= Instrução escrita a =
Por favor, liste cada linha das entradas abaixo que contenha a palavra "green".

= Texto citado =
------------------------------------------------
Etapa mineira encaminha 700 propostas à Confecom

Ansiada por muitos e temida por alguns, a Conferência Estadual de Comunicação de Minas Gerais (Confecom-MG), realizada entre os dias 13 e 15 de novembro, apesar de alguns problemas, foi um passo importante para a democratização da comunicação no Brasil. Movimentos sociais, empresários e poder público reuniram-se, por três dias, na Assembleia Legislativa de Minas Gerais, para discutir políticas públicas de comunicação e falar livremente sobre a democratização da mídia no Brasil.

A Conferência Estadual, transmitida ao vivo pela TV Assembleia para todo o estado e também via internet, elegeu 64 delegados da sociedade civil, 64 do segmento empresarial e 16 do poder público. Minas Gerais será a segunda maior delegação na Conferência Nacional de Comunicação, que será realizada entre os dias 14 e 17 de dezembro, em Brasília, atrás apenas da delegação de São Paulo.

Quase 700 propostas foram encaminhadas à Comissão Organizadora Nacional. Foram aprovadas 16 das 19 moções apresentadas, todas elas pelos representantes dos movimentos sociais. Entre elas, destaca-se a moção que condena a censura à imprensa mineira pelo Governo Estadual, aprovada por contraste visual. Entre as propostas discutidas, destacam-se as que procuram garantir a universalização do acesso à internet, as que criam conselhos municipais e estaduais de comunicação e as que garantem controle público e social da comunicação.

A organização do evento foi bastante elogiada pelo presidente da Comissão Organizadora Nacional, Marcelo Bechara, mineiro, que participou dos três dias do evento em Belo Horizonte. “O espírito de participação democrática dos três segmentos aqui em Minas está servindo de exemplo para o resto do Brasil”, comentou Bechara acerca do bom entendimento entre empresários, poder público e movimentos sociais durante a realização de uma reunião extraordinária da Comissão Organizadora Estadual de Minas Gerais (COE-MG), feita no primeiro dia do evento, para solucionar problemas no credenciamento de participantes da sociedade civil.

Apesar da avaliação positiva de Bechara, o governo do estado não garantiu passagem nem hospedagem para os participantes do interior, o que prejudicou a mobilização das pessoas. Nesse sentido, foi proposta uma moção – não aprovada – sobre a falta de apoio à participação dos participantes do interior do estado.
------------------------------------------------
Linhas de dados:

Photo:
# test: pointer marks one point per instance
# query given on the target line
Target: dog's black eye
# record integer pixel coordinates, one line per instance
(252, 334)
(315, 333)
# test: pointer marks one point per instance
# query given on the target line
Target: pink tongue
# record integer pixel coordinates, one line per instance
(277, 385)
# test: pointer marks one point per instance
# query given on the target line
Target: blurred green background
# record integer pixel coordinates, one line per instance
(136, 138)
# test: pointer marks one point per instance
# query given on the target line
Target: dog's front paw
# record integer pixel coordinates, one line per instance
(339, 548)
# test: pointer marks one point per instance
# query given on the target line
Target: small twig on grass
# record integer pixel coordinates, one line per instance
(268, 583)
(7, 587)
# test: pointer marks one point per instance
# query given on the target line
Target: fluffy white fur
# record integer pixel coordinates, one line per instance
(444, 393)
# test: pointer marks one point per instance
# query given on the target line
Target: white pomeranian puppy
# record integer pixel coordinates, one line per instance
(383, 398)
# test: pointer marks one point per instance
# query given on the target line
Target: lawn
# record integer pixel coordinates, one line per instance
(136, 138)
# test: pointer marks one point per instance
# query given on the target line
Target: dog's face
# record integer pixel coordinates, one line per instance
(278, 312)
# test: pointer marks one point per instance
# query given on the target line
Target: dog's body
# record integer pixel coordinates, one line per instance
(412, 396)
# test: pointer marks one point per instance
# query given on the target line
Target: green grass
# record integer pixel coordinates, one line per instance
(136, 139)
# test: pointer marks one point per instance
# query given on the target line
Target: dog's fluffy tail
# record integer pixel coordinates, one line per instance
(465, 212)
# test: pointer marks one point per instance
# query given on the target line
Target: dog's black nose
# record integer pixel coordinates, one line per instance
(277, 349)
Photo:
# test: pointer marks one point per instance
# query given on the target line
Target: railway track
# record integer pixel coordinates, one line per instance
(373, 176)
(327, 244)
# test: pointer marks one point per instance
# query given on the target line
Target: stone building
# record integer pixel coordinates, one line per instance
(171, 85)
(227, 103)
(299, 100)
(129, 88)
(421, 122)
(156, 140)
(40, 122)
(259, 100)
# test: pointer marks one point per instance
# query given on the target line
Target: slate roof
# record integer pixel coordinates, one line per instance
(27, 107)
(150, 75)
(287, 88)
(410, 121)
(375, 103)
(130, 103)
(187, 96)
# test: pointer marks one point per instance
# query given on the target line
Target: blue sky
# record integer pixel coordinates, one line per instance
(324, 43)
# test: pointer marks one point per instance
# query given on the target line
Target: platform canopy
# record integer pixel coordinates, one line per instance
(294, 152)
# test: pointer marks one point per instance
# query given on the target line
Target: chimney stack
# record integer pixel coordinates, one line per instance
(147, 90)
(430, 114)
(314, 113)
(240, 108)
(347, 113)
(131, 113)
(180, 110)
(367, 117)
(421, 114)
------------------------------------------------
= Instrução escrita b =
De acordo com a notícia acima, por que a mobilização dos participantes do interior foi prejudicada? Responda em uma a três frases.

= Resultado a =
Target: blurred green background
Target: green grass

= Resultado b =
A mobilização foi prejudicada porque o governo do estado não garantiu passagem nem hospedagem para os participantes do interior.